» **Task instructions**
In the records below, find the line with "task | put one marker on every instance of the yamaha"; retype that line and all the following lines through the end, exactly, and add nothing.

» **Provided data**
╭──
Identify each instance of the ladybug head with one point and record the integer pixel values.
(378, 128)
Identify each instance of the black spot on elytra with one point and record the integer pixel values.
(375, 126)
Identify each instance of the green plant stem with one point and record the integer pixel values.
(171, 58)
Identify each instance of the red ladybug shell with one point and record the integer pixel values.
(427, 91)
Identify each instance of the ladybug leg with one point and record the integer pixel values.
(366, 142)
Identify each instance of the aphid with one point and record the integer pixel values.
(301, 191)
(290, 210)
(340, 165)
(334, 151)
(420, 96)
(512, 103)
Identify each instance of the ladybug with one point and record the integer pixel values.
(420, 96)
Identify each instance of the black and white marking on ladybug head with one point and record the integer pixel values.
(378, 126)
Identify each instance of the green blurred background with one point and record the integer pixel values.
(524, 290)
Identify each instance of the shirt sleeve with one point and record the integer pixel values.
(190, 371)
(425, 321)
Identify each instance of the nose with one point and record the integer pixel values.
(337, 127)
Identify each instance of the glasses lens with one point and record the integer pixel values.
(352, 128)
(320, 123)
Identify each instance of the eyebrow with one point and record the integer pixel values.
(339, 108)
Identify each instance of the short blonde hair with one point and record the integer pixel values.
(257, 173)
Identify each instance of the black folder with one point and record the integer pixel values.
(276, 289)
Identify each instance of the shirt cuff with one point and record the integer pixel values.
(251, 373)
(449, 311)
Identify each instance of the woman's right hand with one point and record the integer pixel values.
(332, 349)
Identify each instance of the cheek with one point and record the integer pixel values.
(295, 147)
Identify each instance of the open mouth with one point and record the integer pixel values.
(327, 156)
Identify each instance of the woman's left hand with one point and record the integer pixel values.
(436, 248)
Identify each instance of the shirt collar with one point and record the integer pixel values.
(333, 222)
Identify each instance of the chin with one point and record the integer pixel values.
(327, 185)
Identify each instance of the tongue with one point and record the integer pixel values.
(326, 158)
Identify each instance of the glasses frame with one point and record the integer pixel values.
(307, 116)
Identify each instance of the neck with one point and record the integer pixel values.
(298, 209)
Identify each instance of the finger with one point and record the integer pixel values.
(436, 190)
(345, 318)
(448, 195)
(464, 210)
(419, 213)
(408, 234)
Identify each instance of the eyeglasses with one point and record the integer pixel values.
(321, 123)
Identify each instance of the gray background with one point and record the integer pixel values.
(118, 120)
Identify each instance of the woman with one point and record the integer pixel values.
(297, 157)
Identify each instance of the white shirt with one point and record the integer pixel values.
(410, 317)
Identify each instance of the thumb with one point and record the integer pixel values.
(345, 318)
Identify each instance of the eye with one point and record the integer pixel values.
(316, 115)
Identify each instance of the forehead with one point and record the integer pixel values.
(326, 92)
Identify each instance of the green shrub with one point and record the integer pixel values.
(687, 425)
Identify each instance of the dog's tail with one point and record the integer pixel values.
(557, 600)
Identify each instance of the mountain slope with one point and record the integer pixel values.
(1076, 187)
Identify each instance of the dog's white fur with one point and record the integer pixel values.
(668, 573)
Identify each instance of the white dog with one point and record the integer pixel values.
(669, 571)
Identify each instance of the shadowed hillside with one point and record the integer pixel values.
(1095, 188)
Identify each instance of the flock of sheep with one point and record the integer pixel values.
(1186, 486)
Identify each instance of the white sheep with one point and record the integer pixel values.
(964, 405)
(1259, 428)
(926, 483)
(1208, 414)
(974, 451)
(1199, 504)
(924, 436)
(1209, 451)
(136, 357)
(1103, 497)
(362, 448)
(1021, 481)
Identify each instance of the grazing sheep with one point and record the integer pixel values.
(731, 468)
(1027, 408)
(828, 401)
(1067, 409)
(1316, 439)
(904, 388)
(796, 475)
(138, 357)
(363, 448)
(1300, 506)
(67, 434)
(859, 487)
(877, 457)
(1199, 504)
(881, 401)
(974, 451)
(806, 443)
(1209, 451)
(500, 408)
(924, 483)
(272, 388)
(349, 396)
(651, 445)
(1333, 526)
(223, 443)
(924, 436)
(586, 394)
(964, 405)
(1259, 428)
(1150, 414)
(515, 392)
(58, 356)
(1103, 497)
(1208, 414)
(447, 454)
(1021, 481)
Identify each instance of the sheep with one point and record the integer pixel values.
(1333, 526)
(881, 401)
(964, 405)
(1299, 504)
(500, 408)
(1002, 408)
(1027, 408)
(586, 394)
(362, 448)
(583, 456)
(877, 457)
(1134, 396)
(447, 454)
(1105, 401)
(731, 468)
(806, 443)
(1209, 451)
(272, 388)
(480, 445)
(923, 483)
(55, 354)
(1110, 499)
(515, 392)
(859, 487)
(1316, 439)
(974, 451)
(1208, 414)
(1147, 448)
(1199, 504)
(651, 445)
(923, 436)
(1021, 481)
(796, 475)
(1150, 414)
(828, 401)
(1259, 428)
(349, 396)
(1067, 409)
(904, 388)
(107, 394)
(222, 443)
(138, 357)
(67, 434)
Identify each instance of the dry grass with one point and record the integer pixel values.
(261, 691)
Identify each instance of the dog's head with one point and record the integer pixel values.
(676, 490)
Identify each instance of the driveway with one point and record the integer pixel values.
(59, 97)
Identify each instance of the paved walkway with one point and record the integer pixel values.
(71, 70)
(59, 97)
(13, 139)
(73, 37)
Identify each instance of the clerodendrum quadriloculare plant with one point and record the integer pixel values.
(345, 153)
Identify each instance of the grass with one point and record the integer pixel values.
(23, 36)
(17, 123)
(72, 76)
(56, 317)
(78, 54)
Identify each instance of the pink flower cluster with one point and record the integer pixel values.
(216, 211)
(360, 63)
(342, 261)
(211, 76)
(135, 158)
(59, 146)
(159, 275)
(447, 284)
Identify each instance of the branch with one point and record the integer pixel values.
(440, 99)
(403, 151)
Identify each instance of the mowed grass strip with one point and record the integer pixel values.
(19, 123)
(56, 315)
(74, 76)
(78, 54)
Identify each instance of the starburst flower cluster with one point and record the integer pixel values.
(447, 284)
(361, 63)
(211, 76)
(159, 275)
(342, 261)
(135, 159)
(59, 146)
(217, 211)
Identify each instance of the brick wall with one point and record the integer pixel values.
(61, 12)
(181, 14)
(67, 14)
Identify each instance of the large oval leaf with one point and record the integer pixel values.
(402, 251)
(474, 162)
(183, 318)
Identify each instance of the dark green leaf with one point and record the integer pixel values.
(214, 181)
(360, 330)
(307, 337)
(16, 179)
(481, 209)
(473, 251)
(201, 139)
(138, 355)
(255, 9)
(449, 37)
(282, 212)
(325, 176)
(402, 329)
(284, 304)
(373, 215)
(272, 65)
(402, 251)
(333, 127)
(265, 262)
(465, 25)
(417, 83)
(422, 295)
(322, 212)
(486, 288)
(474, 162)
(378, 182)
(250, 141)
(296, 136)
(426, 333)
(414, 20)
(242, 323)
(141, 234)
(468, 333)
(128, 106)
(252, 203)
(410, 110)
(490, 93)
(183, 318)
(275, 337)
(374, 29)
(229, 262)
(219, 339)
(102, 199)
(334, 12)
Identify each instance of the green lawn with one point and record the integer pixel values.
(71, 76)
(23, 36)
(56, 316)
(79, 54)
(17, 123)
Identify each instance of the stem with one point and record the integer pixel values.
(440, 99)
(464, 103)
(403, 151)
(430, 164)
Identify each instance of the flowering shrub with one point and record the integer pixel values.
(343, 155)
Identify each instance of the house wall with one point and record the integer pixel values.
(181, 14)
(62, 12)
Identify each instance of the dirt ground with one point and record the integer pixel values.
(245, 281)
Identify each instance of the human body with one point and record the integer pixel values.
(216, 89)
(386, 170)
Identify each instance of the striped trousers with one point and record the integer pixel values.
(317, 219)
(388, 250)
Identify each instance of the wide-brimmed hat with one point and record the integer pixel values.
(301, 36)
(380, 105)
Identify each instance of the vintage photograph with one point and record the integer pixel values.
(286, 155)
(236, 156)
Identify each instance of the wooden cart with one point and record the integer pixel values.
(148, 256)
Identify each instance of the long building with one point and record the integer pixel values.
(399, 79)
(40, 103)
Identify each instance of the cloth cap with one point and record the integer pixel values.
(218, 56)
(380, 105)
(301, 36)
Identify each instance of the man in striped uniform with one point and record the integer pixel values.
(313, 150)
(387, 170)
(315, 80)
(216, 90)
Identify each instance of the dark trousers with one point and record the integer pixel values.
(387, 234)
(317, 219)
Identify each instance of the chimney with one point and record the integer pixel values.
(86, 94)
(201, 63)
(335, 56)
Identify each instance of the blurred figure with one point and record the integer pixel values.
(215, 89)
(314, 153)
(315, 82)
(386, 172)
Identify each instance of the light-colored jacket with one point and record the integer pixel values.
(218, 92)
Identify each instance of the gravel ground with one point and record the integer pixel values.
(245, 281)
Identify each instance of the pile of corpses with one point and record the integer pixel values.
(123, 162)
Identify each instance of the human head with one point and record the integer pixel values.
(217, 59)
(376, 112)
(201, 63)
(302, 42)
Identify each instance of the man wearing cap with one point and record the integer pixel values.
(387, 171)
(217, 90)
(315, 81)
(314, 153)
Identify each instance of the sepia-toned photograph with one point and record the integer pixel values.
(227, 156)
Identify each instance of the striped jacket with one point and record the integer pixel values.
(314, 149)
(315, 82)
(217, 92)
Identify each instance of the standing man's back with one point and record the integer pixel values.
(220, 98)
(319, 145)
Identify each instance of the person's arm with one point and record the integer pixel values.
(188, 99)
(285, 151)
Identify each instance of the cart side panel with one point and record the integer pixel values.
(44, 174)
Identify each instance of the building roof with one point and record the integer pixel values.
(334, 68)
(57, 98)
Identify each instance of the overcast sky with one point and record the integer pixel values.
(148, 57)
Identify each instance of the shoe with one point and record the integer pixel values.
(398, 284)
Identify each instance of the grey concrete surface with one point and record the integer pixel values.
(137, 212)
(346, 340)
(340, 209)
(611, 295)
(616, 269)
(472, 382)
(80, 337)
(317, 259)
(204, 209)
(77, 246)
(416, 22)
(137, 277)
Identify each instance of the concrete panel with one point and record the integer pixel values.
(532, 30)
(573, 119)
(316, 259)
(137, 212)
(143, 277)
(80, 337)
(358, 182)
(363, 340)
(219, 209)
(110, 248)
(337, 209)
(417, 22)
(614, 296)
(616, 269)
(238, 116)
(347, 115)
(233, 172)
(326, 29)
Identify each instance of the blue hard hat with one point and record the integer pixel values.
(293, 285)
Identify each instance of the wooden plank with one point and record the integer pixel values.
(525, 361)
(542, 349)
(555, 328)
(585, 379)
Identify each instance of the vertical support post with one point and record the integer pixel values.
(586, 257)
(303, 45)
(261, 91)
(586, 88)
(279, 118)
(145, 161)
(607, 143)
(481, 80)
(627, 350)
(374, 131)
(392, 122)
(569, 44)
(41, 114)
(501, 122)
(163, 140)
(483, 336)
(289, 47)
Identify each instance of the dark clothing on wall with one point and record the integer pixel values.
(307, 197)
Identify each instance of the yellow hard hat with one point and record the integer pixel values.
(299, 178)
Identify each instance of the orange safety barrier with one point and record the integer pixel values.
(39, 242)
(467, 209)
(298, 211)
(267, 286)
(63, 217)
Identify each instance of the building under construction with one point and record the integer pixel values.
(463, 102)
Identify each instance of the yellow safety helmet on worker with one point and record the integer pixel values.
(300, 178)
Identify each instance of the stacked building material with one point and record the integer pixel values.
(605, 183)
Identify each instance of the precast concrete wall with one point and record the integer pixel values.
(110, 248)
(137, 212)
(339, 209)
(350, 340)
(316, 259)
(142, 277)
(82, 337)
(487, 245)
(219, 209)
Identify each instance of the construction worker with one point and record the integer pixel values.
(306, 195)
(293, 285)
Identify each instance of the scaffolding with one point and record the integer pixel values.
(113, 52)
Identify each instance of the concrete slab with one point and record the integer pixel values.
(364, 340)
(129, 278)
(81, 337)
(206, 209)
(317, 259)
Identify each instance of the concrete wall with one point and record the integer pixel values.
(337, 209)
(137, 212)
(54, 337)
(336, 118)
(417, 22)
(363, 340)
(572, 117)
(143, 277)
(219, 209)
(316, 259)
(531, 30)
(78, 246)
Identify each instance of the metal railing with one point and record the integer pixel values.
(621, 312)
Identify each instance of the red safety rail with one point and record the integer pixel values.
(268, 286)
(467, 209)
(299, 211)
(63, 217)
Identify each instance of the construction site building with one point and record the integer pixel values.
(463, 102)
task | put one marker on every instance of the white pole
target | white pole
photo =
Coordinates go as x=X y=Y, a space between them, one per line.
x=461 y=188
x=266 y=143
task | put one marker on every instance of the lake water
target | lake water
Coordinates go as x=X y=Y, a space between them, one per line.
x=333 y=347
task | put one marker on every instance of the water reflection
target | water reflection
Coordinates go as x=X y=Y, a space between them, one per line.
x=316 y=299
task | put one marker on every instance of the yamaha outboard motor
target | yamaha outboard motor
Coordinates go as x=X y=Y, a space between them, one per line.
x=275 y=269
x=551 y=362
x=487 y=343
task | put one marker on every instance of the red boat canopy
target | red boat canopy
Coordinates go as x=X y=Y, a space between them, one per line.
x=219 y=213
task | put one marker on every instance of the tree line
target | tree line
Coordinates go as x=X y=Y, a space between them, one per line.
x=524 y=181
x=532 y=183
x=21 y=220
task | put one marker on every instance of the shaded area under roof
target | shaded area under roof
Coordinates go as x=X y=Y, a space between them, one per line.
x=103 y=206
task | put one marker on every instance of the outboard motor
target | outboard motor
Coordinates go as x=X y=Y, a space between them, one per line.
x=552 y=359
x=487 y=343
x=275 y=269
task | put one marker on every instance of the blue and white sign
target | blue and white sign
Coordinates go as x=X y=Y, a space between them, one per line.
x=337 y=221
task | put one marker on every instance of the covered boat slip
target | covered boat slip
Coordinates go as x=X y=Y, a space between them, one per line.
╰──
» **Answer below**
task | put one marker on every instance of the yamaha outboard motor
target | yamaha outboard motor
Coordinates go as x=X y=Y, a space between them, one per line.
x=275 y=269
x=551 y=362
x=487 y=343
task | put one marker on every instance of the red boat canopy
target | red boat canopy
Coordinates go as x=X y=Y, a space between them, one per line.
x=219 y=213
task | put one marker on every instance of the tree line
target | tree line
Coordinates go as x=X y=Y, a space between them, one per line.
x=524 y=181
x=532 y=183
x=21 y=220
task | put one marker on every instance of the shaded area under roof
target | shaded area under roof
Coordinates go as x=X y=Y, a space between them, one per line.
x=103 y=206
task | put one marker on every instance of the outboard motor
target | outboard motor
Coordinates go as x=X y=Y, a space between them, one per line.
x=552 y=359
x=487 y=343
x=275 y=269
task | put one marker on every instance of the blue and white sign
target | blue and white sign
Coordinates go as x=X y=Y, a space between them, one per line.
x=337 y=221
task | put one marker on every instance of the covered boat slip
target | covered boat slip
Coordinates go as x=X y=Y, a space between them, one per line.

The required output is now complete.